::: Data for analysis :::
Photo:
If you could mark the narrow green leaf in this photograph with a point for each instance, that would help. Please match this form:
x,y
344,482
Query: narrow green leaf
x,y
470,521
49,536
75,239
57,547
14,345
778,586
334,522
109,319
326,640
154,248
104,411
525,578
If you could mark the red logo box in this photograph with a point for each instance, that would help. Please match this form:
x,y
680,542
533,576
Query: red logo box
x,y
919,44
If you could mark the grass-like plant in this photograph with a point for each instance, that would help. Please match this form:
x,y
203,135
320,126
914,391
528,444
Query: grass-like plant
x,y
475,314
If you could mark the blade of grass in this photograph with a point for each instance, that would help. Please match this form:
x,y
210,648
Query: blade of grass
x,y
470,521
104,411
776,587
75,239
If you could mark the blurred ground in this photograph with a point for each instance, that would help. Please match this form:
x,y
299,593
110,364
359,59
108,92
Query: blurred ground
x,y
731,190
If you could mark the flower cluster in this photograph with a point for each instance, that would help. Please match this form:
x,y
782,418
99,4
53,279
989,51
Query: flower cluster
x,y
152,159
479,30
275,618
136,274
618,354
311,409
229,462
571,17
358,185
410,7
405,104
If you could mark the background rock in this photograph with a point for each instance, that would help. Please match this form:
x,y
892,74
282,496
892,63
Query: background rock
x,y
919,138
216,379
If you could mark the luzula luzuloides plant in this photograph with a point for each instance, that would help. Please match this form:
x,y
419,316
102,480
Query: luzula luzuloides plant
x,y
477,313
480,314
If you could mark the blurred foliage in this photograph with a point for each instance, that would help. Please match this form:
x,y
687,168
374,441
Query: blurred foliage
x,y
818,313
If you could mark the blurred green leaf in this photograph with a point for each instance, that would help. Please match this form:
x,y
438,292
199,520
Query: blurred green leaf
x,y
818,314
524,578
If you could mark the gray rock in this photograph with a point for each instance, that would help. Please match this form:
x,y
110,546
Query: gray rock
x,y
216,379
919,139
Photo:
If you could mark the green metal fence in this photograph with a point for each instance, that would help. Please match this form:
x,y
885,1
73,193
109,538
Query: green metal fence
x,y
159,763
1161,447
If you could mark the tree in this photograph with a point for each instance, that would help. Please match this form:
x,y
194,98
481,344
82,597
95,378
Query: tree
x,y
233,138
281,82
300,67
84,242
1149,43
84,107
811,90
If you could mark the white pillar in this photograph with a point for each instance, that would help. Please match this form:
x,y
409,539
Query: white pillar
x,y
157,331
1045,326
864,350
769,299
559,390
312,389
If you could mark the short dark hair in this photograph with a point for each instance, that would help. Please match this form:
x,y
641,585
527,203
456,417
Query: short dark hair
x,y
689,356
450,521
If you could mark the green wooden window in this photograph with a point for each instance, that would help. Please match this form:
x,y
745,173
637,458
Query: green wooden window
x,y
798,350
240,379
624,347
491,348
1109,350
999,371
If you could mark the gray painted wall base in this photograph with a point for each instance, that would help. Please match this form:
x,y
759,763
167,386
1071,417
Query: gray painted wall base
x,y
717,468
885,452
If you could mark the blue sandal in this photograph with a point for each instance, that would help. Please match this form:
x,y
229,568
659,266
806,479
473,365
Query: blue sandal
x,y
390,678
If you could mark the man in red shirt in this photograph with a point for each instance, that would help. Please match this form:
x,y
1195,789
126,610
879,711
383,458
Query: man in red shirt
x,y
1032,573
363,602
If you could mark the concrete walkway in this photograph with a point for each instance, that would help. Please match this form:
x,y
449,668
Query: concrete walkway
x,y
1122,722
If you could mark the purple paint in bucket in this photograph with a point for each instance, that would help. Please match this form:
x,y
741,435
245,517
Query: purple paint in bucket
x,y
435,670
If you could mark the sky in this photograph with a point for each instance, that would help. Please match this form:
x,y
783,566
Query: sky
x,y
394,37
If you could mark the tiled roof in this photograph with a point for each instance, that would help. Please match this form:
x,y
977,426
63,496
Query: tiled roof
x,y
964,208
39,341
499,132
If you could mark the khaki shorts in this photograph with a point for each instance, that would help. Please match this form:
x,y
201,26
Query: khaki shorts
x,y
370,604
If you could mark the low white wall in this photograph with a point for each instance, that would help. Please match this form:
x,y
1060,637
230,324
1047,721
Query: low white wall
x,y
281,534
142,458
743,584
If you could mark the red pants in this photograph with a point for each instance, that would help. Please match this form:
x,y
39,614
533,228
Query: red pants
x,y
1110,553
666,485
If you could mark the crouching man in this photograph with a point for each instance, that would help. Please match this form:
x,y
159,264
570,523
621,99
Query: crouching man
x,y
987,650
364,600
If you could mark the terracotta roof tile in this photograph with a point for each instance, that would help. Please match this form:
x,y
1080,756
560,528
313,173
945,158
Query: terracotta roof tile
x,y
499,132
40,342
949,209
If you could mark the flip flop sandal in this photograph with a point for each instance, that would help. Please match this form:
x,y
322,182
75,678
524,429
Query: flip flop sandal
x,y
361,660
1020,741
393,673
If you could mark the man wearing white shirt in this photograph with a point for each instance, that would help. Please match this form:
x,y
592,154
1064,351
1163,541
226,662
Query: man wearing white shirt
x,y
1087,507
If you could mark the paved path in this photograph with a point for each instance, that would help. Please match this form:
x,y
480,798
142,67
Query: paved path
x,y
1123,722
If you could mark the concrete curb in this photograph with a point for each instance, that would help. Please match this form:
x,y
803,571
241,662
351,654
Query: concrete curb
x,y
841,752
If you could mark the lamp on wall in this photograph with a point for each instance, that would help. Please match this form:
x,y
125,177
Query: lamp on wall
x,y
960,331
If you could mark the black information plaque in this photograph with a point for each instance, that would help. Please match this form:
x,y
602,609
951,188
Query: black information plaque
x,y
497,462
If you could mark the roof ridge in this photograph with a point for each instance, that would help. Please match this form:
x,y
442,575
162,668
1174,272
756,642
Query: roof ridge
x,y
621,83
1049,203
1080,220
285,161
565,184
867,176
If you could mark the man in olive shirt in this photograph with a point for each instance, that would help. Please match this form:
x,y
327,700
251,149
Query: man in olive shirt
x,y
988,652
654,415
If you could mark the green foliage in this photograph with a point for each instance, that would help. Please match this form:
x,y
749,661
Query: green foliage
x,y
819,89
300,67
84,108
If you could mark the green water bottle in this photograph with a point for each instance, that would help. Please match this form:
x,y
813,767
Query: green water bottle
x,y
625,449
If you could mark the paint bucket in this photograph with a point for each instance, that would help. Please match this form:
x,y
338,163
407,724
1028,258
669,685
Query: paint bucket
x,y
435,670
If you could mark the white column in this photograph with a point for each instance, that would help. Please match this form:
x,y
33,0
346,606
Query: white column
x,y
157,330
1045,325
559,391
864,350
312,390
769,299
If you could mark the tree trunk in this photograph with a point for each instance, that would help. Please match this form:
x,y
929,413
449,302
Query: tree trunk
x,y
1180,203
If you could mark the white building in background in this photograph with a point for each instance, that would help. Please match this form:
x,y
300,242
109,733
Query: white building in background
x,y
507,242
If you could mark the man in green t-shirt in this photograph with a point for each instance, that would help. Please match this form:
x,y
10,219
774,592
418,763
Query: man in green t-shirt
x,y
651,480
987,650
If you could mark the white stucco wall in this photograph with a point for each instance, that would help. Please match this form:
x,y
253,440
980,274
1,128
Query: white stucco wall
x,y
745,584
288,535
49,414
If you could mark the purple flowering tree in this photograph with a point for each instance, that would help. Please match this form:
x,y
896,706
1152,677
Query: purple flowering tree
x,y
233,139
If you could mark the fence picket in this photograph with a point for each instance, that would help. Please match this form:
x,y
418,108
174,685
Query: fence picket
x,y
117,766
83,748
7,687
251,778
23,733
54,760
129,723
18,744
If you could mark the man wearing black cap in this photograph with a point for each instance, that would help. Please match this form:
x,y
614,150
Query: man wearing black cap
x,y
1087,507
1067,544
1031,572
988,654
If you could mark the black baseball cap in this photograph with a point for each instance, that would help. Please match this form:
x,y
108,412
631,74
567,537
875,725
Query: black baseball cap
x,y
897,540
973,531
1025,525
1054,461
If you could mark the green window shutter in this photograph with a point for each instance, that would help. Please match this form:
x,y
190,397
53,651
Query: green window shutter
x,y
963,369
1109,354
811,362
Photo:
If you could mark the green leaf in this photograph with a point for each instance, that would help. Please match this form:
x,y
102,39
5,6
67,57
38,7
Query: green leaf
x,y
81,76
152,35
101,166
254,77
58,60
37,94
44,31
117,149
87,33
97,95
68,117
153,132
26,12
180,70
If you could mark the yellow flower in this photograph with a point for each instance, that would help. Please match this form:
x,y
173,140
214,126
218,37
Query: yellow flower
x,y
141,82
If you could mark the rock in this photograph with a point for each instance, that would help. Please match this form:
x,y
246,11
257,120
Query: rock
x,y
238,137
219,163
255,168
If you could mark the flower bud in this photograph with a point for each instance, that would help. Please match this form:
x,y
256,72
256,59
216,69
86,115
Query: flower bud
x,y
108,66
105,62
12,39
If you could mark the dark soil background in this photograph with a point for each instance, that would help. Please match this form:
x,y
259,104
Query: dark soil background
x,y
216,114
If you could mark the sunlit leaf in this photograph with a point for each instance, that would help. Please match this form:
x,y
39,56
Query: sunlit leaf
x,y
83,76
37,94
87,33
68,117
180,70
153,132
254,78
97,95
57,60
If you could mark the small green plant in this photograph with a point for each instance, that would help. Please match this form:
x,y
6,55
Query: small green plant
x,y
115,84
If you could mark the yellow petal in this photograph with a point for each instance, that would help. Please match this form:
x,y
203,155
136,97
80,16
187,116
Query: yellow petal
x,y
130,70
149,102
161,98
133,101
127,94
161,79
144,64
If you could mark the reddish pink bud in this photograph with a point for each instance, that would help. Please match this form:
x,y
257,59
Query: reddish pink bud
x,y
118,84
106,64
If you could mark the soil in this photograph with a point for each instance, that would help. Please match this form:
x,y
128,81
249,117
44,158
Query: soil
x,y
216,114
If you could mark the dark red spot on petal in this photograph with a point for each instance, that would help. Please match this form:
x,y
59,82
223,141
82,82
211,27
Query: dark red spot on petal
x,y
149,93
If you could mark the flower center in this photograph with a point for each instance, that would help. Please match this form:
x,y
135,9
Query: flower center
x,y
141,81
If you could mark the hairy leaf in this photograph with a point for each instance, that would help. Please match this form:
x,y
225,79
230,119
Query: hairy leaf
:::
● **Exercise aim**: Tally the lines above that include "hairy", and reply with only the tally.

● **Output of the exercise**: 2